_Work required_:
Please give back each line below unchanged; none of the pictures should appear.

━━━━━ Information shown

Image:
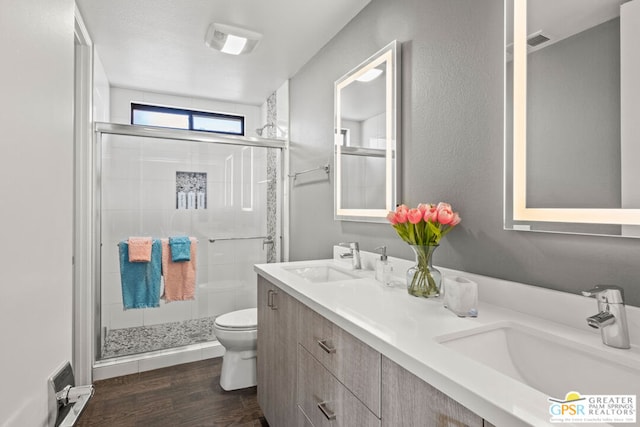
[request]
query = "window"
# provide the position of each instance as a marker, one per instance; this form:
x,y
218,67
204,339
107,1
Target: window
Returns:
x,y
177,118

━━━━━━━━━━

_Task answer_:
Image:
[request]
query = "window"
# provide the position of each instance as a marker, one per instance; this form:
x,y
218,67
204,339
107,1
Target: window
Returns:
x,y
177,118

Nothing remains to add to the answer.